**WHAT IS NEEDED:** Your task is to reproduce the entries below word for word.

-- begin EXERCISE INPUTS --

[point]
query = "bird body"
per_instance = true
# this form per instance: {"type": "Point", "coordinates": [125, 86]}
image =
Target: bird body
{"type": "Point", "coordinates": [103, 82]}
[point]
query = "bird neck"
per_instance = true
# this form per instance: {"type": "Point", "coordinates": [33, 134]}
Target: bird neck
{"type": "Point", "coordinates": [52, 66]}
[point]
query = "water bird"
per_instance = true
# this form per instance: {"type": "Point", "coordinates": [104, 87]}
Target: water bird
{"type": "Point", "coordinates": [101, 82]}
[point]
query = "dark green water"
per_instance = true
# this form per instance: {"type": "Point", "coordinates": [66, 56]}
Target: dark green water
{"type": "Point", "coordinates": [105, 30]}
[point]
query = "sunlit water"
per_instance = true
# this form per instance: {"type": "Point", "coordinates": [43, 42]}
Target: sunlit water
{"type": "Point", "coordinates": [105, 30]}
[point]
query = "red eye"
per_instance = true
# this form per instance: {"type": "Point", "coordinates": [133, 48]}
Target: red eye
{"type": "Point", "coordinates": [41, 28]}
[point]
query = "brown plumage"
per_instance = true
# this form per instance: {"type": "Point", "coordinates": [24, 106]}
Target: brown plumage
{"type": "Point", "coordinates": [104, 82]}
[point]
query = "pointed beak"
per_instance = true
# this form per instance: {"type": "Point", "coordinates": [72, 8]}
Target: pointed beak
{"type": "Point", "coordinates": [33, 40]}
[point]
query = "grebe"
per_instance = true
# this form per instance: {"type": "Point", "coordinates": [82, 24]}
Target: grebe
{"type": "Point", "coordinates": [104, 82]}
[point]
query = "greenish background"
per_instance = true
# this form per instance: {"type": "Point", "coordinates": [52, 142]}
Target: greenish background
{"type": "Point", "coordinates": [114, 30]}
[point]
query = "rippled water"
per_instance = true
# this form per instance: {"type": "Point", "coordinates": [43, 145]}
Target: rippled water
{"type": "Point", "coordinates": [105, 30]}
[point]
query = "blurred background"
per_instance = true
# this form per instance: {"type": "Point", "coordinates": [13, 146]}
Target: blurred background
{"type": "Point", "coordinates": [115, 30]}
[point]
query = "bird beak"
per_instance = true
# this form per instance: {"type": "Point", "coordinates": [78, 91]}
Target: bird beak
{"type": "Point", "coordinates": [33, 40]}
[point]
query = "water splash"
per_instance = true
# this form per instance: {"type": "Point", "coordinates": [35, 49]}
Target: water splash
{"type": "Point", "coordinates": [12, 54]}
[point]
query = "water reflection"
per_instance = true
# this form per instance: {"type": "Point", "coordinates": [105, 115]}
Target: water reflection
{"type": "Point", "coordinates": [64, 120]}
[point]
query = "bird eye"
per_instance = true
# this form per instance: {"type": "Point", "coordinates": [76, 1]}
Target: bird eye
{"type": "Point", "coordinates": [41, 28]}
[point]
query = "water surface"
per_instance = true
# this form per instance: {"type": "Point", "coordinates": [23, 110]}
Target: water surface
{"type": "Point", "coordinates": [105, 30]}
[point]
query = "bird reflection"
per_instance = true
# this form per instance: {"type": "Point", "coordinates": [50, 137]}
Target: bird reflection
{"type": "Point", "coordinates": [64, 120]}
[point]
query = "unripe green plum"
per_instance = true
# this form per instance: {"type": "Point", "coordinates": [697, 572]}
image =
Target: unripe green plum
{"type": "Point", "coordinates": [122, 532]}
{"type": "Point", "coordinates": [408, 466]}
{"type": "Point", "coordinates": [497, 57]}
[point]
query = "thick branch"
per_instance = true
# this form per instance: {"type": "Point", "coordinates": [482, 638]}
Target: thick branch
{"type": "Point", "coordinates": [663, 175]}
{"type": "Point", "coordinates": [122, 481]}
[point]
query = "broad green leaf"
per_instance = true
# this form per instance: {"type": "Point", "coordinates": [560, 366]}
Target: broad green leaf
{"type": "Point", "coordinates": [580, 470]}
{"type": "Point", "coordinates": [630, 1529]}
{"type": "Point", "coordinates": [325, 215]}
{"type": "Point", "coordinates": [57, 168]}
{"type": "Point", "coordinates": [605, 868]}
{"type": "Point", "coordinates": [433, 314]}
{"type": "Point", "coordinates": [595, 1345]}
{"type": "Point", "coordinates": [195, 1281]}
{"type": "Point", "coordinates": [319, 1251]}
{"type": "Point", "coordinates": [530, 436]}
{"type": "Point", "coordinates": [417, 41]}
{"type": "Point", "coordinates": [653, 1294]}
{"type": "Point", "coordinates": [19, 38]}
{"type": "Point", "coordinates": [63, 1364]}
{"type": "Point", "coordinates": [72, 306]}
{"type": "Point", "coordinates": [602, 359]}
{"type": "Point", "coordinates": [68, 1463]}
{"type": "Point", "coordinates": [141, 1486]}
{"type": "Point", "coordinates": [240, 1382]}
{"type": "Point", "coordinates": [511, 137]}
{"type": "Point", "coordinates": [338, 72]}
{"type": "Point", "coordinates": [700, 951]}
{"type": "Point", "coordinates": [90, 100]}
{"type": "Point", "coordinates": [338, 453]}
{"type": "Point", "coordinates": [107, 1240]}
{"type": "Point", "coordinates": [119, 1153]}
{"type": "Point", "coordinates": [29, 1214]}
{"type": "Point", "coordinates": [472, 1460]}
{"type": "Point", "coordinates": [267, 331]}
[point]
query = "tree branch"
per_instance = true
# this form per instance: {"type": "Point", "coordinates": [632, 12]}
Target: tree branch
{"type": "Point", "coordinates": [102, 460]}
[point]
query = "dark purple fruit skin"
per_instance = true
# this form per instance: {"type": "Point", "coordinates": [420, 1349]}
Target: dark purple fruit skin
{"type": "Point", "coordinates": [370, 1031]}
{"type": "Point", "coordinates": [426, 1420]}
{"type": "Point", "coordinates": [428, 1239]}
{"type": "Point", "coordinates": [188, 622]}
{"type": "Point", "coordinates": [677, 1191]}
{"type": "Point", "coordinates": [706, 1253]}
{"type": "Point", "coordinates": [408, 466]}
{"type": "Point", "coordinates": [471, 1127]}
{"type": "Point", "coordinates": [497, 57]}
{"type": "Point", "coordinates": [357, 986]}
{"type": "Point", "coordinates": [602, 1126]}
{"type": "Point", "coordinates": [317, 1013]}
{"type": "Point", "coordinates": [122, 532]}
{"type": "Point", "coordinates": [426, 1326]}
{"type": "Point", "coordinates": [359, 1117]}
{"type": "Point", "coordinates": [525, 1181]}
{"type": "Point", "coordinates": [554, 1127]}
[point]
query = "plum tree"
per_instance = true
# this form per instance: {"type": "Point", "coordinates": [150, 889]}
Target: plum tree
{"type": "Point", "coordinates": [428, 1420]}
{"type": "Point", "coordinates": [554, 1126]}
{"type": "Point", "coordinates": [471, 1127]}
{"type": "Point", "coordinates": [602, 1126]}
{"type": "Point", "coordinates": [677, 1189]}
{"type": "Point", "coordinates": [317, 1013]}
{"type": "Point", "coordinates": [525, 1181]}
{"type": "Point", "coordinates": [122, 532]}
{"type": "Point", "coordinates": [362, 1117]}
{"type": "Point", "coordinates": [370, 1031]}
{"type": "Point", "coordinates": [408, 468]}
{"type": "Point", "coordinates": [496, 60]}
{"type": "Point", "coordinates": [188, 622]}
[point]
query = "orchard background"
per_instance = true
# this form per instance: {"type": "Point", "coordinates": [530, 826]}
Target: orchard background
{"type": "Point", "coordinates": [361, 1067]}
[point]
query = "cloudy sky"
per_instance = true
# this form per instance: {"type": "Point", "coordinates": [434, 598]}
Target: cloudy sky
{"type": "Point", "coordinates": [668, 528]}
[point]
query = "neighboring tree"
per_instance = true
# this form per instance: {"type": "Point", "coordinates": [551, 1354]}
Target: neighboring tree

-- end EXERCISE INPUTS --

**SOLUTION FOR THIS TASK:**
[point]
query = "bird body"
per_instance = true
# this form per instance: {"type": "Point", "coordinates": [125, 86]}
image =
Target: bird body
{"type": "Point", "coordinates": [103, 82]}
[point]
query = "bird neck"
per_instance = true
# this form per instance: {"type": "Point", "coordinates": [33, 134]}
Target: bird neck
{"type": "Point", "coordinates": [52, 66]}
[point]
query = "water bird"
per_instance = true
# this form per instance: {"type": "Point", "coordinates": [104, 87]}
Target: water bird
{"type": "Point", "coordinates": [101, 82]}
[point]
query = "dark green water"
per_instance = true
# this form per instance: {"type": "Point", "coordinates": [66, 56]}
Target: dark green water
{"type": "Point", "coordinates": [105, 30]}
[point]
query = "sunlit water"
per_instance = true
# this form per instance: {"type": "Point", "coordinates": [43, 42]}
Target: sunlit water
{"type": "Point", "coordinates": [105, 30]}
[point]
query = "red eye"
per_instance = true
# this form per instance: {"type": "Point", "coordinates": [133, 48]}
Target: red eye
{"type": "Point", "coordinates": [41, 28]}
[point]
query = "brown plumage"
per_instance = true
# this form per instance: {"type": "Point", "coordinates": [24, 106]}
Target: brown plumage
{"type": "Point", "coordinates": [104, 82]}
[point]
query = "pointed beak"
per_instance = true
# this form per instance: {"type": "Point", "coordinates": [72, 8]}
Target: pointed beak
{"type": "Point", "coordinates": [33, 40]}
[point]
query = "grebe"
per_instance = true
# this form per instance: {"type": "Point", "coordinates": [82, 24]}
Target: grebe
{"type": "Point", "coordinates": [104, 82]}
[point]
query = "greenish background"
per_instance = true
# this form per instance: {"type": "Point", "coordinates": [52, 142]}
Target: greenish background
{"type": "Point", "coordinates": [114, 30]}
[point]
query = "rippled water"
per_instance = true
# this form per instance: {"type": "Point", "coordinates": [43, 145]}
Target: rippled water
{"type": "Point", "coordinates": [105, 30]}
[point]
query = "blurred background"
per_instance = true
# this form per instance: {"type": "Point", "coordinates": [13, 146]}
Target: blurred background
{"type": "Point", "coordinates": [115, 30]}
[point]
query = "bird beak"
per_instance = true
# this form per instance: {"type": "Point", "coordinates": [78, 91]}
Target: bird beak
{"type": "Point", "coordinates": [33, 40]}
[point]
query = "water splash"
per_instance = true
# this form per instance: {"type": "Point", "coordinates": [35, 49]}
Target: water splash
{"type": "Point", "coordinates": [12, 54]}
[point]
query = "water reflection"
per_instance = true
# this form per instance: {"type": "Point", "coordinates": [105, 115]}
Target: water reflection
{"type": "Point", "coordinates": [64, 120]}
[point]
query = "bird eye"
per_instance = true
# this form per instance: {"type": "Point", "coordinates": [76, 1]}
Target: bird eye
{"type": "Point", "coordinates": [41, 28]}
[point]
query = "water surface"
per_instance = true
# this form per instance: {"type": "Point", "coordinates": [23, 110]}
Target: water surface
{"type": "Point", "coordinates": [105, 30]}
[point]
query = "bird reflection"
per_instance = true
# this form per instance: {"type": "Point", "coordinates": [50, 137]}
Target: bird reflection
{"type": "Point", "coordinates": [64, 120]}
[point]
query = "unripe green plum"
per_instance = true
# this form per instance: {"type": "Point", "coordinates": [697, 572]}
image =
Target: unripe green plum
{"type": "Point", "coordinates": [122, 532]}
{"type": "Point", "coordinates": [408, 466]}
{"type": "Point", "coordinates": [497, 57]}
[point]
query = "thick branch"
per_instance = true
# this form per instance: {"type": "Point", "coordinates": [482, 638]}
Target: thick branch
{"type": "Point", "coordinates": [663, 175]}
{"type": "Point", "coordinates": [122, 481]}
[point]
query = "broad green leaf"
per_instance = true
# this form per instance: {"type": "Point", "coordinates": [560, 366]}
Target: broad green leaf
{"type": "Point", "coordinates": [580, 470]}
{"type": "Point", "coordinates": [630, 1529]}
{"type": "Point", "coordinates": [325, 215]}
{"type": "Point", "coordinates": [57, 168]}
{"type": "Point", "coordinates": [605, 868]}
{"type": "Point", "coordinates": [433, 314]}
{"type": "Point", "coordinates": [595, 1345]}
{"type": "Point", "coordinates": [195, 1281]}
{"type": "Point", "coordinates": [319, 1251]}
{"type": "Point", "coordinates": [530, 436]}
{"type": "Point", "coordinates": [417, 41]}
{"type": "Point", "coordinates": [653, 1294]}
{"type": "Point", "coordinates": [19, 38]}
{"type": "Point", "coordinates": [63, 1364]}
{"type": "Point", "coordinates": [72, 306]}
{"type": "Point", "coordinates": [602, 359]}
{"type": "Point", "coordinates": [68, 1463]}
{"type": "Point", "coordinates": [141, 1486]}
{"type": "Point", "coordinates": [240, 1382]}
{"type": "Point", "coordinates": [511, 137]}
{"type": "Point", "coordinates": [338, 72]}
{"type": "Point", "coordinates": [700, 951]}
{"type": "Point", "coordinates": [90, 100]}
{"type": "Point", "coordinates": [338, 453]}
{"type": "Point", "coordinates": [107, 1240]}
{"type": "Point", "coordinates": [119, 1153]}
{"type": "Point", "coordinates": [29, 1214]}
{"type": "Point", "coordinates": [472, 1460]}
{"type": "Point", "coordinates": [267, 331]}
[point]
query = "tree branch"
per_instance = true
# this form per instance: {"type": "Point", "coordinates": [632, 12]}
Target: tree branch
{"type": "Point", "coordinates": [102, 460]}
[point]
query = "dark purple fruit skin"
per_instance = true
# this form per instance: {"type": "Point", "coordinates": [420, 1349]}
Target: dark purple fruit skin
{"type": "Point", "coordinates": [370, 1031]}
{"type": "Point", "coordinates": [426, 1420]}
{"type": "Point", "coordinates": [428, 1239]}
{"type": "Point", "coordinates": [188, 622]}
{"type": "Point", "coordinates": [677, 1191]}
{"type": "Point", "coordinates": [706, 1253]}
{"type": "Point", "coordinates": [408, 466]}
{"type": "Point", "coordinates": [471, 1127]}
{"type": "Point", "coordinates": [497, 57]}
{"type": "Point", "coordinates": [357, 986]}
{"type": "Point", "coordinates": [602, 1126]}
{"type": "Point", "coordinates": [317, 1013]}
{"type": "Point", "coordinates": [122, 532]}
{"type": "Point", "coordinates": [426, 1326]}
{"type": "Point", "coordinates": [359, 1117]}
{"type": "Point", "coordinates": [525, 1181]}
{"type": "Point", "coordinates": [554, 1127]}
[point]
query = "plum tree"
per_instance = true
# this form per instance: {"type": "Point", "coordinates": [150, 889]}
Target: plum tree
{"type": "Point", "coordinates": [428, 1420]}
{"type": "Point", "coordinates": [554, 1126]}
{"type": "Point", "coordinates": [471, 1127]}
{"type": "Point", "coordinates": [602, 1126]}
{"type": "Point", "coordinates": [677, 1189]}
{"type": "Point", "coordinates": [317, 1013]}
{"type": "Point", "coordinates": [525, 1181]}
{"type": "Point", "coordinates": [122, 532]}
{"type": "Point", "coordinates": [362, 1117]}
{"type": "Point", "coordinates": [370, 1031]}
{"type": "Point", "coordinates": [408, 468]}
{"type": "Point", "coordinates": [496, 60]}
{"type": "Point", "coordinates": [188, 622]}
[point]
query = "orchard background"
per_instance = true
# this form per instance: {"type": "Point", "coordinates": [530, 826]}
Target: orchard background
{"type": "Point", "coordinates": [361, 1067]}
[point]
query = "cloudy sky"
per_instance = true
# this form per instance: {"type": "Point", "coordinates": [434, 598]}
Target: cloudy sky
{"type": "Point", "coordinates": [668, 528]}
[point]
query = "neighboring tree"
per_instance = true
# this form per instance: {"type": "Point", "coordinates": [551, 1354]}
Target: neighboring tree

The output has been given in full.